--- TASK ---
Take each line from the entries that holds "every" and copy it out.

------------------------------------------------

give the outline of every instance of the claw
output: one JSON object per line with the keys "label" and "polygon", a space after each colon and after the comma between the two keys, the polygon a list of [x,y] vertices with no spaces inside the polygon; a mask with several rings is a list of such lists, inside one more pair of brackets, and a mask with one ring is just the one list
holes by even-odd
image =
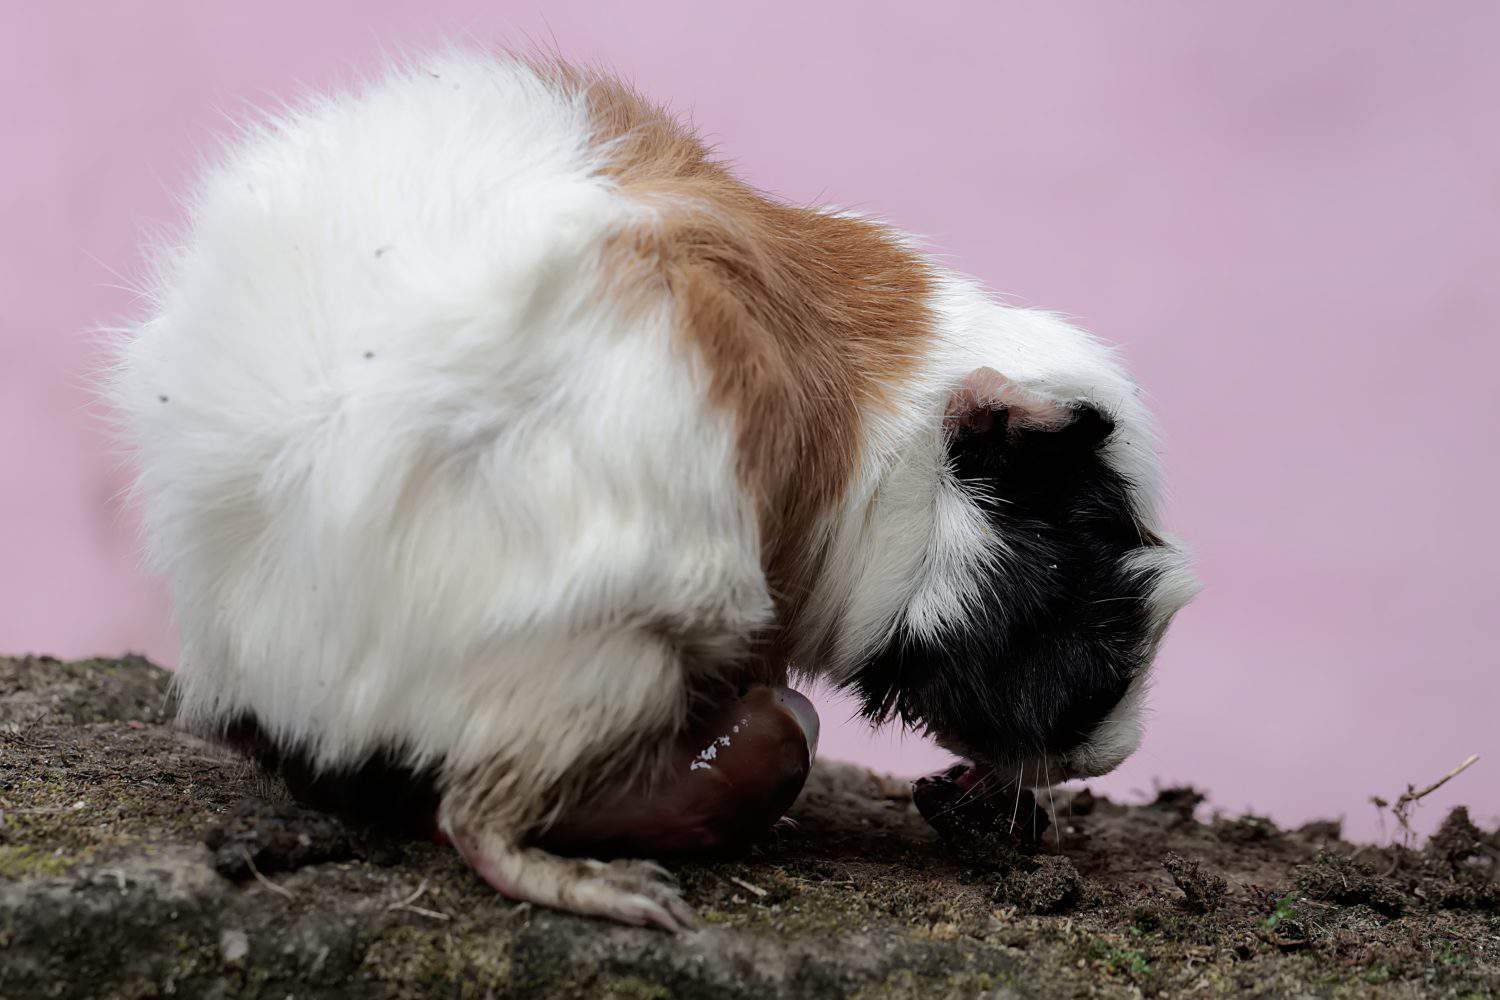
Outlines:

------------------------------------------------

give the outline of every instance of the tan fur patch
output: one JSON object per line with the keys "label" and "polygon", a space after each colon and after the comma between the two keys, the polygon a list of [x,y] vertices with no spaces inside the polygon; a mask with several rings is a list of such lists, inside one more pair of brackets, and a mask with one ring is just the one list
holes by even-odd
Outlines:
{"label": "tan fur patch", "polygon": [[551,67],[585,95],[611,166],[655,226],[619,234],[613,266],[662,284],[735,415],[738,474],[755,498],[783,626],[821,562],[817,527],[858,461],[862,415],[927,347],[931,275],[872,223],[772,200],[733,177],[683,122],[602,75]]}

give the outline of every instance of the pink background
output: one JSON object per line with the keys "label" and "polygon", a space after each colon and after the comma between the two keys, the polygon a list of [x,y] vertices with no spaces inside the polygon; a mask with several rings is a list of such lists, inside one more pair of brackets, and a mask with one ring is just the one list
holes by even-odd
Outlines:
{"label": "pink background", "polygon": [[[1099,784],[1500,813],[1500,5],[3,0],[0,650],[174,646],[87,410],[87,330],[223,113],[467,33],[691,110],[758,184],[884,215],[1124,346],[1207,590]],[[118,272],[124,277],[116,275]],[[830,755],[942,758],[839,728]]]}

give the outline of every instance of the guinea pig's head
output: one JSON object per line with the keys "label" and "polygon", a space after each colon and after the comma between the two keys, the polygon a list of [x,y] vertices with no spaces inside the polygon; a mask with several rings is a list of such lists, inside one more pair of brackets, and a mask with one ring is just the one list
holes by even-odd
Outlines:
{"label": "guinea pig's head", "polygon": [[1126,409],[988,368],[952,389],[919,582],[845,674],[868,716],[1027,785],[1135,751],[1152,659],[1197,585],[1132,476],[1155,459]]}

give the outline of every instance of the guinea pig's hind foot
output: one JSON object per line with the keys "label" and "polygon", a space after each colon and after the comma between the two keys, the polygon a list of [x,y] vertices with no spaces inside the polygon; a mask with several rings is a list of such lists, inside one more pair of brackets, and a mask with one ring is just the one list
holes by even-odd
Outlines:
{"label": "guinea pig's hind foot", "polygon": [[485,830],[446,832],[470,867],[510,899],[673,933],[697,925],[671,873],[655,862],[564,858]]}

------------------------------------------------

--- EXERCISE RESULT ---
give the outline of every instance of the claw
give the outline of every instance of the tan fur patch
give the outline of every instance of the pink background
give the outline of every instance of the guinea pig's head
give the outline of every instance of the guinea pig's hind foot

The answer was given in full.